> [WHAT IS BEING ASKED]
Go through the material below and copy each line exactly.
BEGIN MATERIAL PROVIDED
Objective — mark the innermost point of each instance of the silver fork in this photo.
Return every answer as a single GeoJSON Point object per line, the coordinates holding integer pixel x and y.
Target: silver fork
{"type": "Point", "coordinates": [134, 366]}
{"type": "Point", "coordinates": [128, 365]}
END MATERIAL PROVIDED
> [WRITTEN SOLUTION]
Objective — mark the innermost point of each instance of the silver fork in this photo.
Return every answer as a single GeoJSON Point object per line, the coordinates holding integer pixel x and y.
Target: silver fork
{"type": "Point", "coordinates": [134, 366]}
{"type": "Point", "coordinates": [128, 365]}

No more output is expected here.